Once the clustering into four classes was discovered during the multivariate analysis of the sensory data, it was straightforward to test the robustness and the visual appearance of these pattern types. Varying initial conditions within the imposed limits (see Methods) changed the details of the patterns without appreciably altering their descriptor profiles. This is illustrated by the proximity of the two independent random initial condition replicates in class IV (Figure 4a, open triangles Δ, ). The precision of the sensory descriptive analysis is also illustrated in the same figure by the closeness of the three independent sensory parallels within each of these two initialisation replicates.

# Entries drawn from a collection
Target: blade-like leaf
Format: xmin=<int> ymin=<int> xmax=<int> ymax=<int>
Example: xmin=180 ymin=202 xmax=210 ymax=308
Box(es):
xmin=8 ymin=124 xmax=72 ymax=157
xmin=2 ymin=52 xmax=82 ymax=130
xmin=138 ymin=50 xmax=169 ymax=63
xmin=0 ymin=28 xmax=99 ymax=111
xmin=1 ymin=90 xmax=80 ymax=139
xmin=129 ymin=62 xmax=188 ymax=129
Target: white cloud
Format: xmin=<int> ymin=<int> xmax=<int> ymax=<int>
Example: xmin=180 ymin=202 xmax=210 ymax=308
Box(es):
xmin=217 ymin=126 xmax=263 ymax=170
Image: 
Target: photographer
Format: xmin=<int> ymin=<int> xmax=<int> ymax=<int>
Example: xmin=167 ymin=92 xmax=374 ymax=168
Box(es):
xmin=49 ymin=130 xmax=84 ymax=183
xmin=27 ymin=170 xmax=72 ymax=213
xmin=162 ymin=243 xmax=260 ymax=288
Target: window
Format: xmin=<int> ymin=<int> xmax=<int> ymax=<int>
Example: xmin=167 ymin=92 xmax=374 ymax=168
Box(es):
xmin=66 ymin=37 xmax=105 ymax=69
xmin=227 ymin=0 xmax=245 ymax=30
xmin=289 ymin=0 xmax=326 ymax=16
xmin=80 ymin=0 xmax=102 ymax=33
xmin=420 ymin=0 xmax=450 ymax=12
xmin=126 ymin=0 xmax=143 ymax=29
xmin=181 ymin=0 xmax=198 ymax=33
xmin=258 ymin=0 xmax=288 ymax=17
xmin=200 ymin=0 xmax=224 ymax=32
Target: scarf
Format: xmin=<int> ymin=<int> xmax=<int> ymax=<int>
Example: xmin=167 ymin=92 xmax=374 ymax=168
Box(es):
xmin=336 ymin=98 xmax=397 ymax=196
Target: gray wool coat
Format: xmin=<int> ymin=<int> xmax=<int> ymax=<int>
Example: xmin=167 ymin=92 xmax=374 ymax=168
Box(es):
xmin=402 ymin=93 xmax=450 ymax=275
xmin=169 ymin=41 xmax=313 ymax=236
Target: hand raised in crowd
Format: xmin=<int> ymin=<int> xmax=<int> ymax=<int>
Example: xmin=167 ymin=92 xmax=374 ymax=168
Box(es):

# REQUIREMENTS
In the passage on sensory pattern classes, rewrite the part between "Once the clustering" and "two initialisation replicates.", inclusive, changing "replicates" to "repeats".

# REPLY TO THE TASK
Once the clustering into four classes was discovered during the multivariate analysis of the sensory data, it was straightforward to test the robustness and the visual appearance of these pattern types. Varying initial conditions within the imposed limits (see Methods) changed the details of the patterns without appreciably altering their descriptor profiles. This is illustrated by the proximity of the two independent random initial condition repeats in class IV (Figure 4a, open triangles Δ, ). The precision of the sensory descriptive analysis is also illustrated in the same figure by the closeness of the three independent sensory parallels within each of these two initialisation repeats.